▶ [Location identification items]:
* start *

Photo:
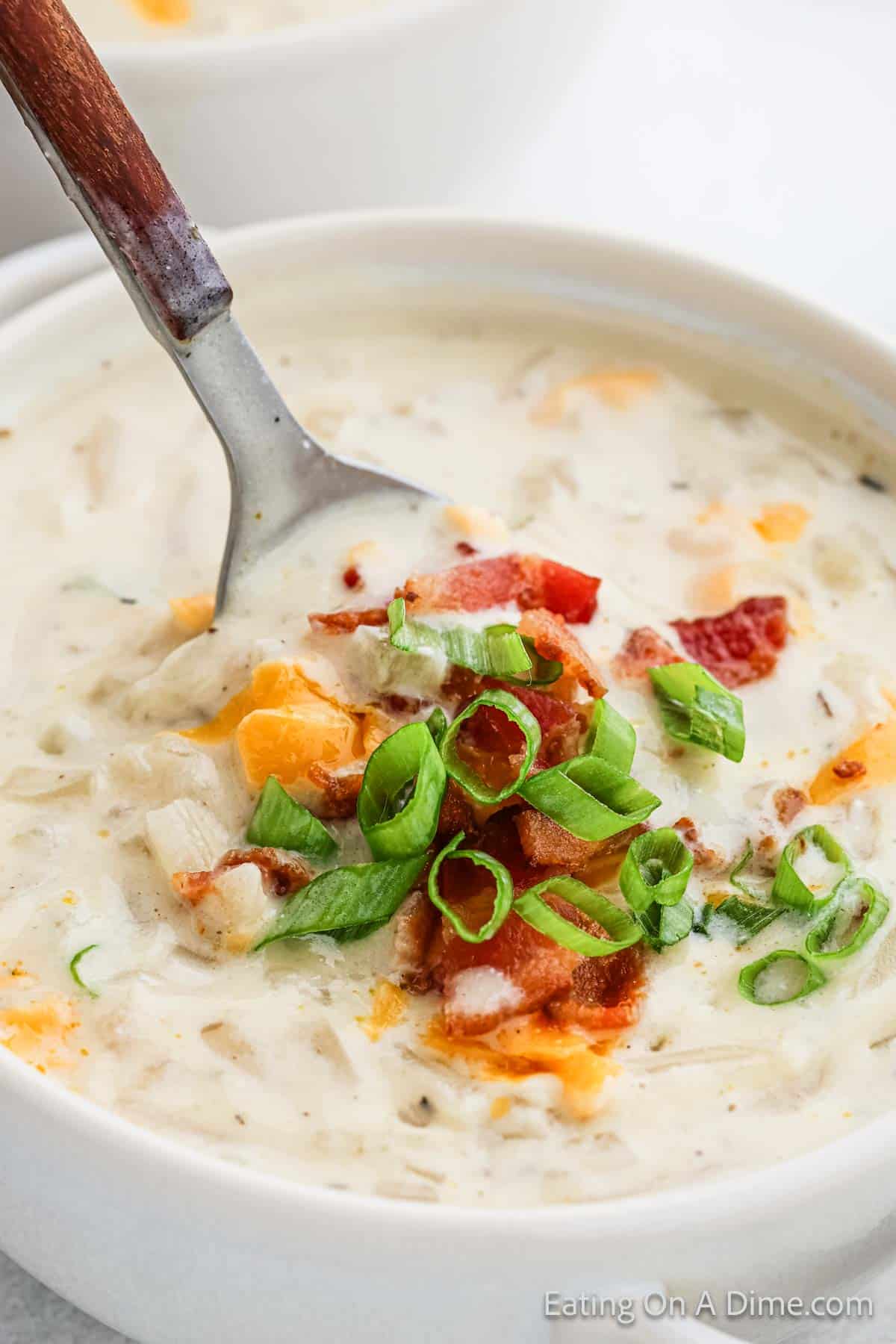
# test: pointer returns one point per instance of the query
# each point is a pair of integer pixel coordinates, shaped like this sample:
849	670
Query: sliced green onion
759	984
532	907
736	920
343	900
588	797
467	777
743	862
285	824
544	671
697	709
503	892
74	972
610	737
832	939
437	724
656	867
664	927
398	806
788	887
500	653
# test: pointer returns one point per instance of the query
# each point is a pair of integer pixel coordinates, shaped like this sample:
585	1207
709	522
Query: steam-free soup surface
685	492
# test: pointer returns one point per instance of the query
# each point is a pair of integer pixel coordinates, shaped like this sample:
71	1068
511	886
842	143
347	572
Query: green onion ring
876	907
503	894
437	724
788	889
532	907
517	714
75	974
664	927
281	821
588	797
697	709
750	974
408	759
656	867
610	737
544	671
499	653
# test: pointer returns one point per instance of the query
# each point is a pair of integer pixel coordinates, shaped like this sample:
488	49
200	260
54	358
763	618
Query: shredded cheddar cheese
193	615
615	388
782	523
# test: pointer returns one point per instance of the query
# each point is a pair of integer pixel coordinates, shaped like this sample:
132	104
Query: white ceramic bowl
408	104
173	1248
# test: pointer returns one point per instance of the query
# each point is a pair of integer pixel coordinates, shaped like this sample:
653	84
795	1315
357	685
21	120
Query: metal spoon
279	473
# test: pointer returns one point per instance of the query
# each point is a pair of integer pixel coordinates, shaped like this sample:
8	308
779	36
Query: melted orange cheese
529	1048
617	388
782	522
388	1009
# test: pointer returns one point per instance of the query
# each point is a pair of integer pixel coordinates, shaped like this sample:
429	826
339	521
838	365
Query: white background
759	134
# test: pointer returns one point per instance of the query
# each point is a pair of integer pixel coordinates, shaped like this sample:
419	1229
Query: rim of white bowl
729	1199
319	40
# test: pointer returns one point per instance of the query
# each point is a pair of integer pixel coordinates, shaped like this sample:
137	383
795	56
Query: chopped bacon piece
742	645
703	856
415	927
642	650
567	593
282	874
555	640
344	623
457	812
340	791
788	804
605	994
527	579
547	844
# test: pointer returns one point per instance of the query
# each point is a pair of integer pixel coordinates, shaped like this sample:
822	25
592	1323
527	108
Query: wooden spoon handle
108	169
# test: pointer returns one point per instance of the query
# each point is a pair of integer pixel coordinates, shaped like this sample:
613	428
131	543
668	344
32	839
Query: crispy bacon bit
457	812
642	650
555	640
788	804
547	844
340	791
566	591
519	971
415	927
703	856
346	623
605	994
527	579
742	645
849	769
282	874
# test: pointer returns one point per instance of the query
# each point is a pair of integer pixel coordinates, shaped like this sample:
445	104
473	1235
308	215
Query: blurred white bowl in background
410	102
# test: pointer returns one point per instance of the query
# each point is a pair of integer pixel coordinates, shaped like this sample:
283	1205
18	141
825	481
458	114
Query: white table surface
758	134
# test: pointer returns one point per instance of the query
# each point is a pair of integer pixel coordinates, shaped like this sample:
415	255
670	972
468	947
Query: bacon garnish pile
282	874
519	971
527	579
642	650
742	645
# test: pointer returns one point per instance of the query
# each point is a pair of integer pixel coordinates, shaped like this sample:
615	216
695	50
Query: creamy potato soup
640	668
127	20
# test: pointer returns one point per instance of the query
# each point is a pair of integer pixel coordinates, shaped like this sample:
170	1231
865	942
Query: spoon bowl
279	472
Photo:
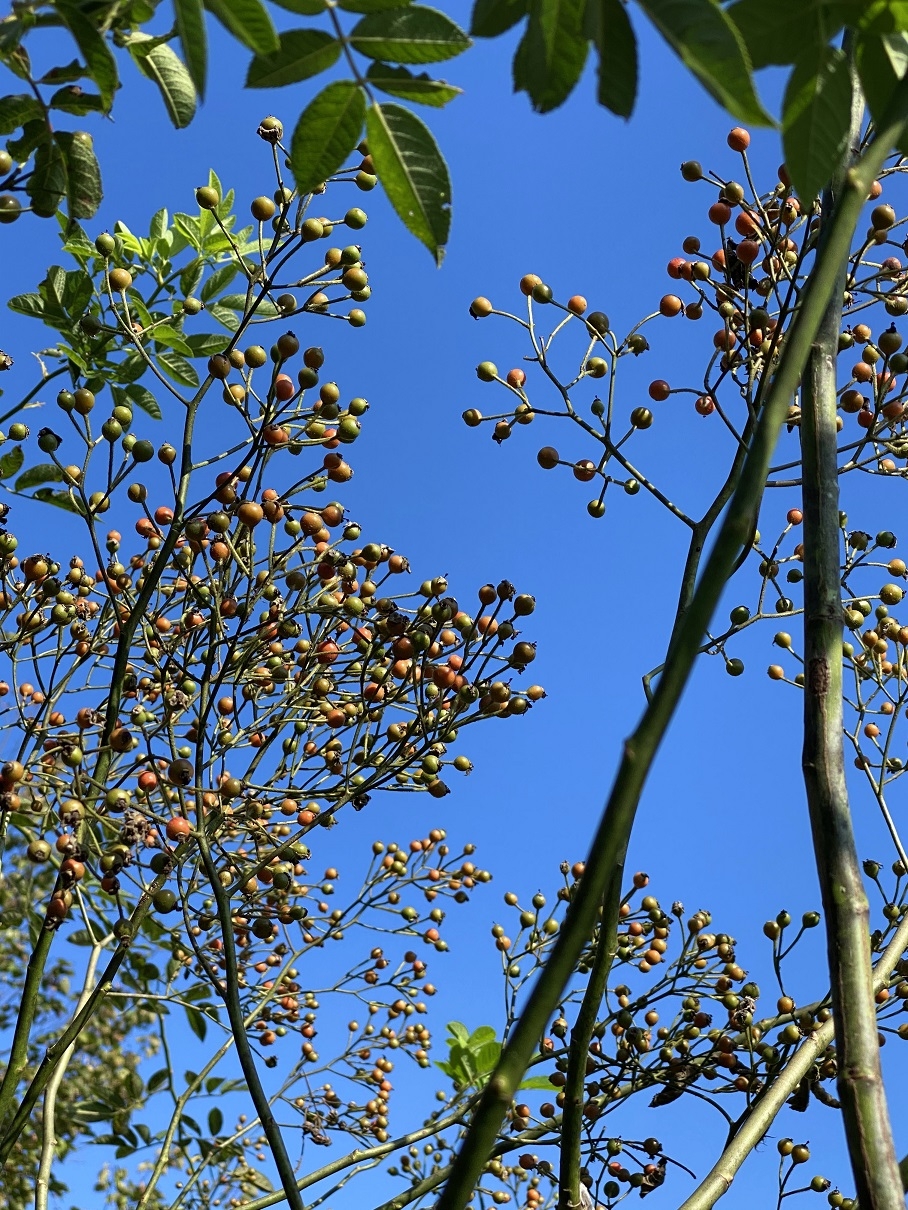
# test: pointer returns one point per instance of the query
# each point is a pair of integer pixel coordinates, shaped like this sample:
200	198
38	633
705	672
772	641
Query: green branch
860	1078
579	1052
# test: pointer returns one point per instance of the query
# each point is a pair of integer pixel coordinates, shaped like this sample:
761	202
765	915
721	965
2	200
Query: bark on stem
863	1100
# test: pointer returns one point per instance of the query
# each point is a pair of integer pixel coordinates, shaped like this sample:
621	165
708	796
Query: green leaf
224	315
206	344
552	52
32	305
190	229
420	88
177	368
816	117
167	70
371	5
265	310
16	110
494	17
707	42
143	398
73	101
78	293
164	334
157	1079
84	188
47	184
58	499
157	226
45	472
413	173
609	27
409	35
327	131
302	53
194	40
883	17
218	281
776	30
248	22
306	7
196	1023
11	462
65	74
95	50
191	276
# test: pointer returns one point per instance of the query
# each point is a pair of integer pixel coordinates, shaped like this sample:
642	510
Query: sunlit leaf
84	188
816	117
552	52
93	47
167	70
413	173
609	27
398	81
327	131
414	34
302	53
493	17
248	22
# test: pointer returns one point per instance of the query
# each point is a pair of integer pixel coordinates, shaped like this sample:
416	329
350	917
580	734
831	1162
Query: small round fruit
10	208
270	130
207	197
263	208
165	899
881	218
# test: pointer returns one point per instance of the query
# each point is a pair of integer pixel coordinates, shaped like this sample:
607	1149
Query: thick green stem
28	1009
860	1078
607	856
579	1052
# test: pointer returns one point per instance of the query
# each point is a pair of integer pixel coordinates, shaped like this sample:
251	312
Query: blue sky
597	207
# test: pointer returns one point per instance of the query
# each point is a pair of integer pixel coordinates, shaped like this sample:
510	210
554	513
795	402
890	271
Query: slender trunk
863	1100
579	1050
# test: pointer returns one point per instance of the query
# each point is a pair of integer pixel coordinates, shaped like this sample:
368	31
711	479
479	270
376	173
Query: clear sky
597	207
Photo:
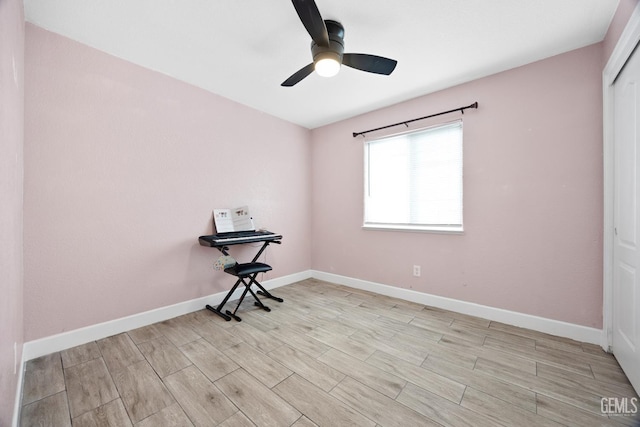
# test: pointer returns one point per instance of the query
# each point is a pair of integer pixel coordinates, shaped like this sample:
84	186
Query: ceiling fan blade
312	21
298	75
369	63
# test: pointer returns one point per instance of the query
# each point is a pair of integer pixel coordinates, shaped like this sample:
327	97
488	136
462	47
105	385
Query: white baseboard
540	324
43	346
18	402
63	341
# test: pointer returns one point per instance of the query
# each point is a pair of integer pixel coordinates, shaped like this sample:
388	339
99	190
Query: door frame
621	53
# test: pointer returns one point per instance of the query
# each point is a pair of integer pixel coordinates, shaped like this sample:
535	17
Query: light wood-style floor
328	356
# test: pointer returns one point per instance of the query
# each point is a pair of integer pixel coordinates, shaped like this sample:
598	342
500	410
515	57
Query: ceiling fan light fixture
327	64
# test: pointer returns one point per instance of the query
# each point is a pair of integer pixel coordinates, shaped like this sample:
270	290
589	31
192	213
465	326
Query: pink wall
532	195
620	19
11	193
123	167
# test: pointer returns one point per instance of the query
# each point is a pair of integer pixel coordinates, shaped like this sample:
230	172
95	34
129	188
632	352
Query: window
413	181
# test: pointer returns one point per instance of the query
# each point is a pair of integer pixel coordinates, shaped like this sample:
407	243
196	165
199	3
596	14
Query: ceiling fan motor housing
336	43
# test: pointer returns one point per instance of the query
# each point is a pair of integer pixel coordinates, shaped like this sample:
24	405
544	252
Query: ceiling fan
327	47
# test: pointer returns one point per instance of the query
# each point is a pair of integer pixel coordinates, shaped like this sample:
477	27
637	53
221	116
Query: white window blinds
414	180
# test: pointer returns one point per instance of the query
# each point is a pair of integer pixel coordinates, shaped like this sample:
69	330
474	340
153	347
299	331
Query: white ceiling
244	49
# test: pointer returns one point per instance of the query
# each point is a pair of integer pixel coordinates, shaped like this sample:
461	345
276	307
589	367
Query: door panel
626	254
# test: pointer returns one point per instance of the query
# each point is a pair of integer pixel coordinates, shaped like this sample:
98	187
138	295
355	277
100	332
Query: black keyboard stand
246	274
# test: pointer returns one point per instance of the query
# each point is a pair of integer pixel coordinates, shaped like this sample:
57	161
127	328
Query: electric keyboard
236	238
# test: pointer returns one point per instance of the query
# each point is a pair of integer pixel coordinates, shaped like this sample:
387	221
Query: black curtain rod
406	123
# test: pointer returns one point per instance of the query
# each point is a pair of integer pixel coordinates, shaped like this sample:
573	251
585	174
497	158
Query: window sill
415	228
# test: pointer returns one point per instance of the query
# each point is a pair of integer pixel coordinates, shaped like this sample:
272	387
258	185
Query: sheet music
229	220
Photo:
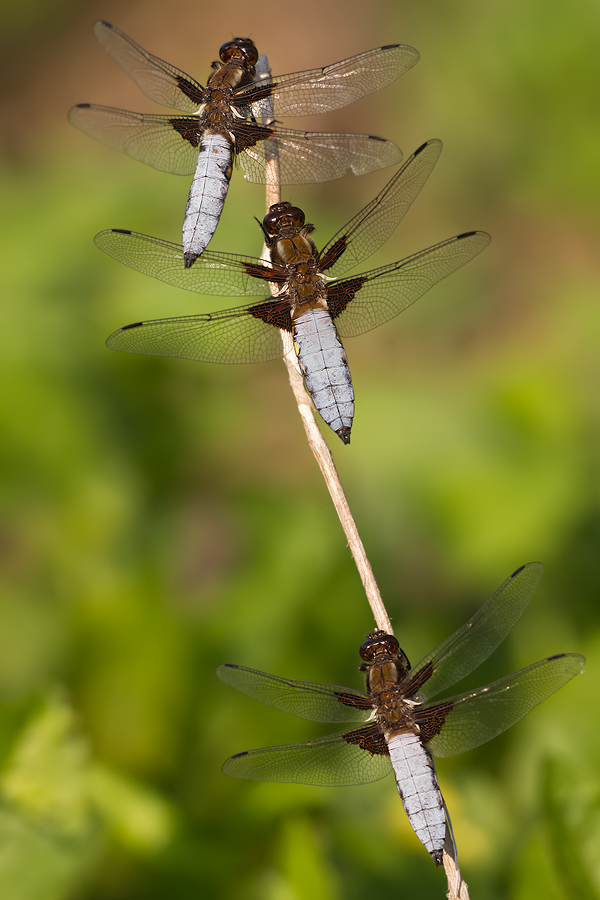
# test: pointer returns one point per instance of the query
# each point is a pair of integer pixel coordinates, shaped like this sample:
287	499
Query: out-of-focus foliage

* end *

▶ [Objective]:
Please tally how many lines of the listing contain the string "onion", and reply with the number alone.

▶ [Correct response]:
2